WORK INSTRUCTION: If a record contains a picture, skip the picture and transcribe the rest exactly.

RECORD EXTRACTS:
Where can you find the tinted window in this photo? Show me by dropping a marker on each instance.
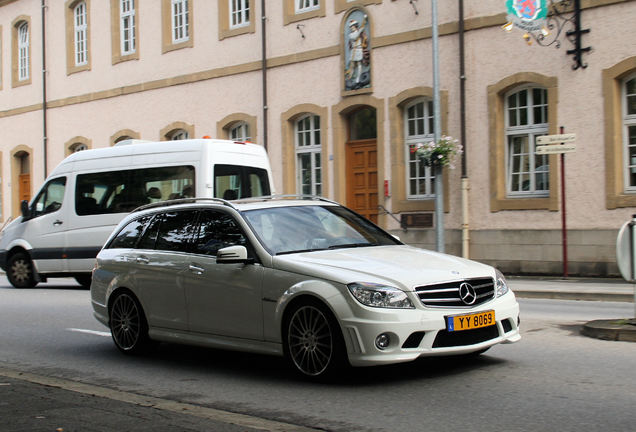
(125, 190)
(175, 231)
(216, 231)
(236, 181)
(127, 237)
(50, 198)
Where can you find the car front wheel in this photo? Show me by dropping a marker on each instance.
(20, 271)
(313, 342)
(128, 324)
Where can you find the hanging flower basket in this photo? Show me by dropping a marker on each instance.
(442, 153)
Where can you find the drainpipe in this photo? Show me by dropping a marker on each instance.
(264, 70)
(44, 129)
(462, 110)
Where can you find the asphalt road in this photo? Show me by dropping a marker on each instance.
(554, 379)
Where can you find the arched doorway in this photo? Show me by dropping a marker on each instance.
(362, 163)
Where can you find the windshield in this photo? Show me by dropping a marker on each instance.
(309, 228)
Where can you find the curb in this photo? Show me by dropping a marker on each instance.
(613, 330)
(567, 295)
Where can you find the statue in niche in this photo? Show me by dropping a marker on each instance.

COMPLETED EXERCISE:
Where can you find the tinted window in this photo? Show me by dropping a marker on each instance.
(125, 190)
(175, 231)
(216, 231)
(236, 181)
(127, 237)
(50, 198)
Where can you find the car front wheel in this photo? Show me by dropping a marker on each instance.
(20, 271)
(313, 342)
(128, 324)
Where can you find the hanging flower basket in this photo? Show me by dropping a marker on each instance.
(442, 153)
Where can you find the drainpipe in this photo? Show me by dropping a marker on each instance.
(264, 70)
(44, 129)
(462, 110)
Where can you find the asphalt road in this photo? Show me by dropping a marker on each instance.
(554, 379)
Where can you find the arched doorway in this photo? Show me by dropping a marker on each instance.
(362, 163)
Where can you find the windshield in this photo? Show me by dropping a marker on each instance.
(309, 228)
Where can you find the curb in this photo? Show me by dropping a marker on each instance.
(613, 330)
(567, 295)
Where can you find the statue in niche in this photo? Show me by dropping a marker on each instance.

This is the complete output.